-- Passage provided --
_ _ _ _

In a tour de force judgment, that deserves plaudits for its several pages of lucid exposition of the application of Art 2 in respect of deaths associated with medical treatment, the Divisional Court have re-affirmed that the Art 2 investigative obligation will not be engaged if what is being alleged amounts to no more than medical negligence by healthcare staff.
Although Art 2 rights could be infringed if an individual’s life is knowingly put in danger by the denial of access to life-saving emergency treatment, the state’s Art 2 obligations do not extend to circumstances where a patient is considered to have received deficient, incorrect or delayed treatment.

_ _ _ _

-- Study material --
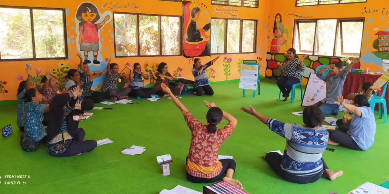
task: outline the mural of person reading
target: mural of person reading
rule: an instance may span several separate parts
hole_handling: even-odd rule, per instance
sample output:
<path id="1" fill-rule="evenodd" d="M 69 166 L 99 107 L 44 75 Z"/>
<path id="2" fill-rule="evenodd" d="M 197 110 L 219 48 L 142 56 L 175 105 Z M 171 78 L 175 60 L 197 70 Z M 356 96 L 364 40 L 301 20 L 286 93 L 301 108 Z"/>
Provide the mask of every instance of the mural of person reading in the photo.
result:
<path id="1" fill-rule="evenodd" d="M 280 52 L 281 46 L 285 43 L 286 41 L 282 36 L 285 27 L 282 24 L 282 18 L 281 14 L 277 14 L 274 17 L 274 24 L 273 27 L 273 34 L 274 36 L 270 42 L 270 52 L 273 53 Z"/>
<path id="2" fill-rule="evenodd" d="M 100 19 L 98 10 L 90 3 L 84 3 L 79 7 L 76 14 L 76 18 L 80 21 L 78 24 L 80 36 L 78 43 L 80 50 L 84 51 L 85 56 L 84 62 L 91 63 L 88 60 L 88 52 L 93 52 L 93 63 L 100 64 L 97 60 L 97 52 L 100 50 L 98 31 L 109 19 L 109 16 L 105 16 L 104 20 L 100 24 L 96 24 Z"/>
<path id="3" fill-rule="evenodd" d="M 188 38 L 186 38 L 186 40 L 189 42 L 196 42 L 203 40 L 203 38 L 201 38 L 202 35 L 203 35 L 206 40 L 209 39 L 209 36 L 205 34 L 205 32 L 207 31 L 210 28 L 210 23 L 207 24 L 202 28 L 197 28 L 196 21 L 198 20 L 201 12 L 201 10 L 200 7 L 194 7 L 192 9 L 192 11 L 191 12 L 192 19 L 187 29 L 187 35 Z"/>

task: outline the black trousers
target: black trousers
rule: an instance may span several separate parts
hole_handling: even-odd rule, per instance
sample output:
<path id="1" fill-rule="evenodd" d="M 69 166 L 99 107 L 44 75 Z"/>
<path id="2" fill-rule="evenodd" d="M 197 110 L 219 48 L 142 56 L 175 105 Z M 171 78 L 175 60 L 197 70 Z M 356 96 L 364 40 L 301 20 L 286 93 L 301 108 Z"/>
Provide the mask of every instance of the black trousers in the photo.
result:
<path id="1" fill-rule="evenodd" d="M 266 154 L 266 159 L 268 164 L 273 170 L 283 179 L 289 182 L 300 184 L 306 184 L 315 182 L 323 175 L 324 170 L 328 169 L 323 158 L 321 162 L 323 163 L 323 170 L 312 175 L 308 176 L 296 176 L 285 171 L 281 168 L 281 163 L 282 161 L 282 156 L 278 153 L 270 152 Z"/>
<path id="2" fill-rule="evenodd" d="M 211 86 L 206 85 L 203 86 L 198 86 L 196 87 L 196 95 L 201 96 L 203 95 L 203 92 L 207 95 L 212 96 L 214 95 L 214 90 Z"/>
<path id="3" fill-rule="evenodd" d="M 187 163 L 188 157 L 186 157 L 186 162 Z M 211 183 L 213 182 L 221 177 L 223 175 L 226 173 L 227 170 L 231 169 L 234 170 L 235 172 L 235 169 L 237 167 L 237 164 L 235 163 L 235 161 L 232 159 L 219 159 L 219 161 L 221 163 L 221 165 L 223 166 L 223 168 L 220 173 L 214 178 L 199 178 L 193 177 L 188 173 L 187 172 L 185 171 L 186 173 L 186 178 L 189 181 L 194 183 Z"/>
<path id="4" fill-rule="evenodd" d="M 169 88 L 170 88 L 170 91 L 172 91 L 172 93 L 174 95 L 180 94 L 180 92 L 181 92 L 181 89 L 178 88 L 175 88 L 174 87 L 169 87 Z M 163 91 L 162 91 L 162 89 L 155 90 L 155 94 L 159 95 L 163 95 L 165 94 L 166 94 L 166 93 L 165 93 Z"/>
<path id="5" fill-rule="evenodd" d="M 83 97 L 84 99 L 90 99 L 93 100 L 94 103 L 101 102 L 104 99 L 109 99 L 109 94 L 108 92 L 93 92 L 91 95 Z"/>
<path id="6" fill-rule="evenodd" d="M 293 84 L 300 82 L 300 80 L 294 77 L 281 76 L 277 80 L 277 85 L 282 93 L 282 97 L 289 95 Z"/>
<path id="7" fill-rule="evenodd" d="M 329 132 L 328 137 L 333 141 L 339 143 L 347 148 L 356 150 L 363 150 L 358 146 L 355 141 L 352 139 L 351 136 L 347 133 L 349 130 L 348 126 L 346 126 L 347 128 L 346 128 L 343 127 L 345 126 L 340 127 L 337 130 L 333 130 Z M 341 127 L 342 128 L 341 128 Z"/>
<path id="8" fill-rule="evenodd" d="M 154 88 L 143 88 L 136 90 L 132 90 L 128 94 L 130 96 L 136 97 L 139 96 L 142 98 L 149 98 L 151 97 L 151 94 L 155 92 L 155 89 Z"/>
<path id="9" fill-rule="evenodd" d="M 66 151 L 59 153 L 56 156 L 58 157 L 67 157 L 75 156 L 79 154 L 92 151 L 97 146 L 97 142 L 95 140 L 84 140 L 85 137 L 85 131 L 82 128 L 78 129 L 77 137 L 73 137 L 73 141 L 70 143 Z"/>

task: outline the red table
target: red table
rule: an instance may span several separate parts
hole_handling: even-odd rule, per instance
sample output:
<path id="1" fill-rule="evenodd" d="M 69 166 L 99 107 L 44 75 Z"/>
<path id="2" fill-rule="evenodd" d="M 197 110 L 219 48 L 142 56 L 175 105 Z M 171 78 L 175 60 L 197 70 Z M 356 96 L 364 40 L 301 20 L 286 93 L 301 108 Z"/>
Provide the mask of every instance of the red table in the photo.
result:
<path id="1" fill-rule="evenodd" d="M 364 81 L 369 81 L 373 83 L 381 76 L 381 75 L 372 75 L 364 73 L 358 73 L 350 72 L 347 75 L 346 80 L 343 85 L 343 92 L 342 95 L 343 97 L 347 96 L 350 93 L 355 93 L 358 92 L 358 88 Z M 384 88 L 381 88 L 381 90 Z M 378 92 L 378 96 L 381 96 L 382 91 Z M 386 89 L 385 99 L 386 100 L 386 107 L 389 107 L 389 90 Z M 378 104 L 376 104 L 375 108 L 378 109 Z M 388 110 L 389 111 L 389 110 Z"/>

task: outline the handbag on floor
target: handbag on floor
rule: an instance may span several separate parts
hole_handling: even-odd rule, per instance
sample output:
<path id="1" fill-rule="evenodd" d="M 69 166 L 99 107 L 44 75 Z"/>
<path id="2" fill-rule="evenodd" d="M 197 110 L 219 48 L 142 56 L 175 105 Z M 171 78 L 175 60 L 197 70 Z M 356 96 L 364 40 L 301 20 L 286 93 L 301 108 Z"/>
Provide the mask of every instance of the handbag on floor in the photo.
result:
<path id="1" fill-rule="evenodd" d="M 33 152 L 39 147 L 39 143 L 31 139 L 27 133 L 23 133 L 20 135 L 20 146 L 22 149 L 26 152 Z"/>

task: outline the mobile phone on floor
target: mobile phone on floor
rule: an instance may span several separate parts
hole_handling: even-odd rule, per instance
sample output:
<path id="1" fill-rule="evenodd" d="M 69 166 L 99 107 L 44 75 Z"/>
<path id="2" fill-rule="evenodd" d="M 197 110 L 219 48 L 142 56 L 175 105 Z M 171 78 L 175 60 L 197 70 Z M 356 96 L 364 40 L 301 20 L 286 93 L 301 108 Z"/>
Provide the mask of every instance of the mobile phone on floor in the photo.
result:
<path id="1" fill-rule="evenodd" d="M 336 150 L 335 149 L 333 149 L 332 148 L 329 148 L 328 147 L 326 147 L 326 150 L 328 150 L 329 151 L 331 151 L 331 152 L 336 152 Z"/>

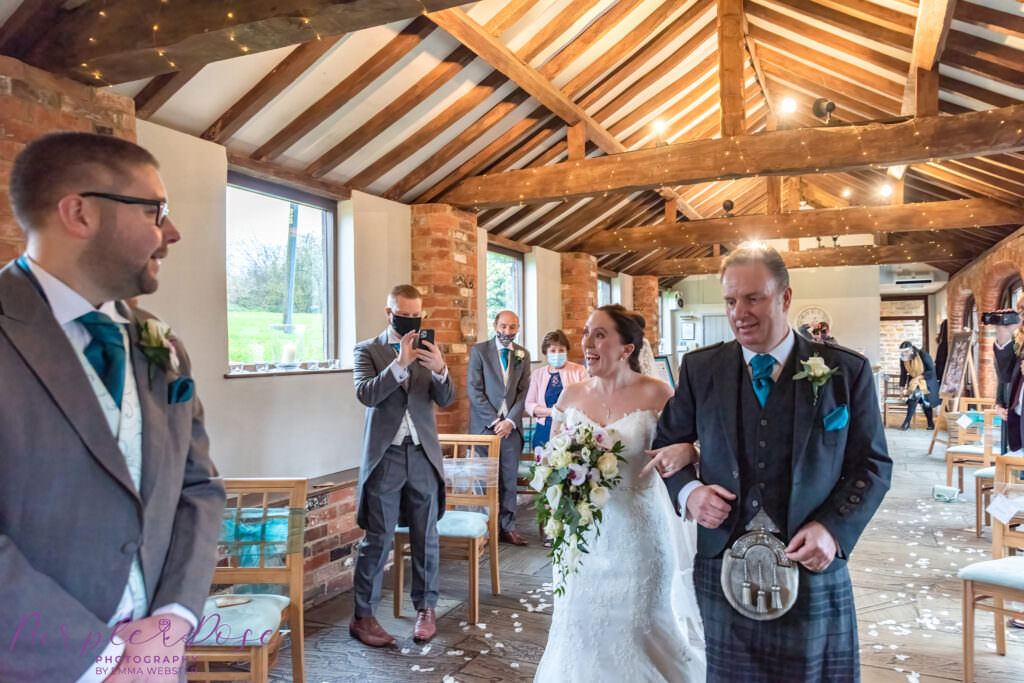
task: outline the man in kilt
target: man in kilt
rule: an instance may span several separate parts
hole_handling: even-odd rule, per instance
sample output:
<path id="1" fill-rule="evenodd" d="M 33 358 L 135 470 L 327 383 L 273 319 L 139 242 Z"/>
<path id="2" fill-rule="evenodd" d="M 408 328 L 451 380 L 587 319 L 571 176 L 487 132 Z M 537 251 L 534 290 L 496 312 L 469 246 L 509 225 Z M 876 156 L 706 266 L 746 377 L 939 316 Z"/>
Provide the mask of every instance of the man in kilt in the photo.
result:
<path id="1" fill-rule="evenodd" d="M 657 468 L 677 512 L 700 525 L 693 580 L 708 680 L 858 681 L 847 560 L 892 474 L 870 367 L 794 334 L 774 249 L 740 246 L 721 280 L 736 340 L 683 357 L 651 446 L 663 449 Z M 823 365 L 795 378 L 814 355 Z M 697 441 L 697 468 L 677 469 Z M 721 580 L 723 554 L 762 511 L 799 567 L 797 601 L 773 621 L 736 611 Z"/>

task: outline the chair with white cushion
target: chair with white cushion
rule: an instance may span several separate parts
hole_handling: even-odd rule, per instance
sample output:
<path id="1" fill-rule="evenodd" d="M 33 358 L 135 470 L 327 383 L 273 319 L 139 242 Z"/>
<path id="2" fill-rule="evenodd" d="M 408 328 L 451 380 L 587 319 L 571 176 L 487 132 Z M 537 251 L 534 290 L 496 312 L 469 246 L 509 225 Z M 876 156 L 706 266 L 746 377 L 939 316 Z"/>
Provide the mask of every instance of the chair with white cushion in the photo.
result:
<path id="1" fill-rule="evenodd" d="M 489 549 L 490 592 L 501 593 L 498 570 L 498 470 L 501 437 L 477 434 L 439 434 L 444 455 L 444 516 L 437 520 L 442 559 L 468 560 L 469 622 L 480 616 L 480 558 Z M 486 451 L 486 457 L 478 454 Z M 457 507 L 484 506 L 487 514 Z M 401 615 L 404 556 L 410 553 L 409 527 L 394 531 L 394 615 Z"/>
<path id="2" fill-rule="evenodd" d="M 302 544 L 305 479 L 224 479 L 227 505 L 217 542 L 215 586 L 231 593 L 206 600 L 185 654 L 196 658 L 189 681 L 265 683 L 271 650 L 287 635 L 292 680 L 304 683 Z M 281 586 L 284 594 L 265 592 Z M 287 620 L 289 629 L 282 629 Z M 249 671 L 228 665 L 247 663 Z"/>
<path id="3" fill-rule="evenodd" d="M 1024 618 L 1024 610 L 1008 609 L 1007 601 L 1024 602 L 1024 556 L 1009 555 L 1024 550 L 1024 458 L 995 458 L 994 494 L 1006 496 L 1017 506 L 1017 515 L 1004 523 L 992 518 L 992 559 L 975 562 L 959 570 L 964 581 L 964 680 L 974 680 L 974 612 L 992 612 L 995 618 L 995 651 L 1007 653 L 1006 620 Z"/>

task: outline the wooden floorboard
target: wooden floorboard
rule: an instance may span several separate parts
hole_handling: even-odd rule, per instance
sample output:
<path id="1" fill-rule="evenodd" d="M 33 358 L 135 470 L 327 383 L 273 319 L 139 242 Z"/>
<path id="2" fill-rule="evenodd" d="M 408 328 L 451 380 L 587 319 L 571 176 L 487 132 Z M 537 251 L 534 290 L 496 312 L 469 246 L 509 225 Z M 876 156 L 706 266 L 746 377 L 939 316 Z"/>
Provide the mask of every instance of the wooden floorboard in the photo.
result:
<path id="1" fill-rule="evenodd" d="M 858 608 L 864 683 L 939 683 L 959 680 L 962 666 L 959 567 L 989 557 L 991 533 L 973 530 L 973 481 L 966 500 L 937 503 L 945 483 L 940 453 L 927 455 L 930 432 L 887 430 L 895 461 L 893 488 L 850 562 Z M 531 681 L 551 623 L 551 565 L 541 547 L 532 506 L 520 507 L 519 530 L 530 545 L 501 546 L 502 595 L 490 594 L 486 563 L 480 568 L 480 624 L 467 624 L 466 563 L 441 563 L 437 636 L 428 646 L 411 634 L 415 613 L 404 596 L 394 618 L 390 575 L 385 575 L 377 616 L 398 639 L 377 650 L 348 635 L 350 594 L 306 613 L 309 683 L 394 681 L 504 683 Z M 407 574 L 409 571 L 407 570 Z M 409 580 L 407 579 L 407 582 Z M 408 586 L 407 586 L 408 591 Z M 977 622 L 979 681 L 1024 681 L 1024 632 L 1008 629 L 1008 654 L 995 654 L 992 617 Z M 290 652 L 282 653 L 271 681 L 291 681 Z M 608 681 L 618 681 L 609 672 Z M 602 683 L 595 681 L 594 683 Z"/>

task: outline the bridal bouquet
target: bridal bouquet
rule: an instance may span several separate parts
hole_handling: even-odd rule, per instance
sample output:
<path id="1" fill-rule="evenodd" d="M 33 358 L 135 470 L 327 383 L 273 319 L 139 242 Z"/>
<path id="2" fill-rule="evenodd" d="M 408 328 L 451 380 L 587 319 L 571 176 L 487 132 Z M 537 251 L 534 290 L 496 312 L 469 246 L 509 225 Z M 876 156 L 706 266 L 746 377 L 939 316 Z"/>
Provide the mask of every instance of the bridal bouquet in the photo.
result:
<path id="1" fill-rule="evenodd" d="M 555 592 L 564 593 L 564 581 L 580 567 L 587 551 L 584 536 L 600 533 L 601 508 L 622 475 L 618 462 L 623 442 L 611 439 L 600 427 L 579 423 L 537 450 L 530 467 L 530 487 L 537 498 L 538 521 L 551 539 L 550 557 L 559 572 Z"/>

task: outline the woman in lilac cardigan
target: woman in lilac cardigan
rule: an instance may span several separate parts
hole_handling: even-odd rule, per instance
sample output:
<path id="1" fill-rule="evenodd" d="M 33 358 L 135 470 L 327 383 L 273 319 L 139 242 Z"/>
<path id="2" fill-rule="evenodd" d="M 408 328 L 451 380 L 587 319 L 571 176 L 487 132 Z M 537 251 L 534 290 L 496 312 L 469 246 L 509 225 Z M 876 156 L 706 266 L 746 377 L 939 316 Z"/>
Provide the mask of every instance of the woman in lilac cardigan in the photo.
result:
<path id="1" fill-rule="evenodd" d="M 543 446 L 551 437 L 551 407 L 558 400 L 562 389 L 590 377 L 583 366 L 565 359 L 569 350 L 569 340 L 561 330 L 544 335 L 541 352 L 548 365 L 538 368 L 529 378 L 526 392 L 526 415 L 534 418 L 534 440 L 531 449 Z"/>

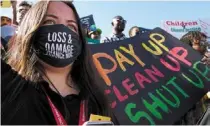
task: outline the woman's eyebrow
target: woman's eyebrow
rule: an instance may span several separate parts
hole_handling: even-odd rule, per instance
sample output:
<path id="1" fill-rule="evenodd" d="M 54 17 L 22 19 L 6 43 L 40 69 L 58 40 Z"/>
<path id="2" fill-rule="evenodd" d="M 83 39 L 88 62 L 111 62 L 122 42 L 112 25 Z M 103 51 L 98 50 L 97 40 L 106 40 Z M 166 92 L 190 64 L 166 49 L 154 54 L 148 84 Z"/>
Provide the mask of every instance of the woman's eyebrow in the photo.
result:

_ _ _ _

-- Action item --
Continue the commentary on the Divisional Court's Article 2 ruling from where it stops.

-- Answer --
That conclusion is perhaps of little surprise given the very recent and authoritative statement of the relevant principles set out by the Grand Chamber of the European Court in Fernandes v Portugal[1] (see our earlier blog). Indeed once Fernandes was decided in December 2017 the main part of the Claimant’s judicial review claim was already thoroughly holed below the water line. Mr Parkinson nevertheless sought to urge upon the Court that, if necessary, it should decline to follow decisions of the ECtHR.
Launching the final torpedo, the Divisional Court made it clear that only in exceptional circumstances would the courts in this country decline to follow the jurisprudence of the European Court of Human Rights. Fernandes was to be followed: and, on the facts, there had been no arguable breach of Art 2.